For it is not alone poets or painters who have called the palaces and churches of Venice fairy-built domains or the architecture of a poet’s dreams. No traveller, surely, but has felt the intangible loveliness of those pilastered fronts, so delicate they seem like petrified lace, those windows and balconies with tracery of spiders’ weaving, those golden, ivory, rose-toned marble stairs that slip with iridescent sparkle into the lapping greenness of the waves about their base. And in it all, whatever else one finds, the hand of the builder is never on view.
The most literal soul must feel it difficult to realize that these mansions and palaces and churches were reared brick by brick, stone by stone, cut and hammered and cemented, only day by day growing into a splendour that so completely blinds us to its builder’s hands. Only the Arabian Nights’ sort of achievements make a Venice seem possible.
How can one ascribe its ethereal beauties to grimy mason and builder? Rather was it planned on Olympus, and Apollo sang its formation. ” Frozen music,” as triumphs of architectural art have been called, never seems so exquisitely appropriate a phrase as in Venice. That is what this Queen of the Adriatic most truly is. As if in sooth the god of music had sent to earth some rarest song that as it fell note by note turned into stone, and Venice rose, song incarnate, visible, undying melody.
No wonder, then, that anything less beautiful than the general beautiful average of Venetian building seems wofully out of place. Not only is the Academy below this average architecturally, but one of the principal approaches to it, the great modern iron bridge which crosses the Grand Canal and reaches nearly to its entrance, is perhaps the ugliest blot in the entire city. Nothing could make it worse unless they should run over it an American line of trolley-cars. Compared with such blatant modern ironmongery, the Academy not only shows favourably, but, historically especially, it has much to interest the student.
A map of Venice looks not unlike two clasping mittened hands, with the Grand Canal marking the inner outlines of the two. The Academy is placed on the inside curve of the thumb of the under hand, with the Salute at the tip of the same thumb. On the outer curve of the other thumb is the Piazza San Marco, not far from the line of the wrist and almost opposite the Salute. Thus the Academy is directly west of San Marco, separated from it by the width, and also by some little length, of the Grand Canal.
The Campo della Carità, as is called the little Square of the Academy, got its name from the conventual church, Santa Maria della Carità, which was erected here about the middle of the thirteenth century by the Scuola della Carità, the first of the great brotherhoods to be founded in Venice. This Scuola had for its object the ransoming of Christian prisoners from the Turks or other heathen.

## Source material:
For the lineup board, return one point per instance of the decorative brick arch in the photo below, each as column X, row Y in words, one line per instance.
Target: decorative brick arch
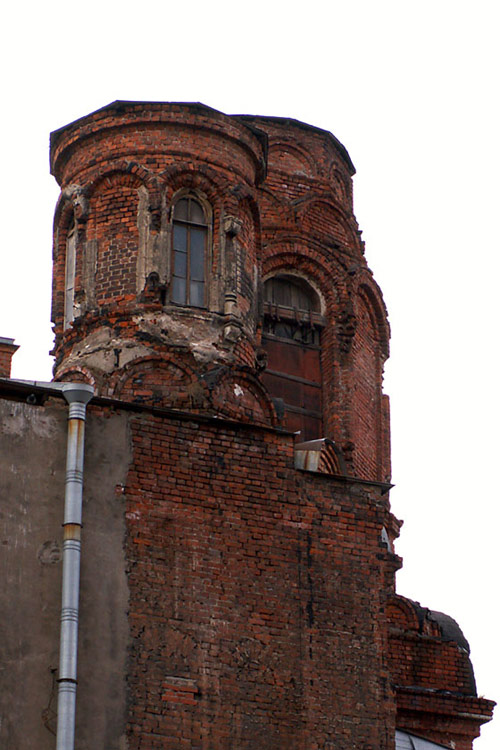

## Task to carry out:
From the passage on Venice, return word for word the stretch that begins at the words "A map of Venice" and stops after "the Grand Canal.".

## Answer to this problem:
A map of Venice looks not unlike two clasping mittened hands, with the Grand Canal marking the inner outlines of the two. The Academy is placed on the inside curve of the thumb of the under hand, with the Salute at the tip of the same thumb. On the outer curve of the other thumb is the Piazza San Marco, not far from the line of the wrist and almost opposite the Salute. Thus the Academy is directly west of San Marco, separated from it by the width, and also by some little length, of the Grand Canal.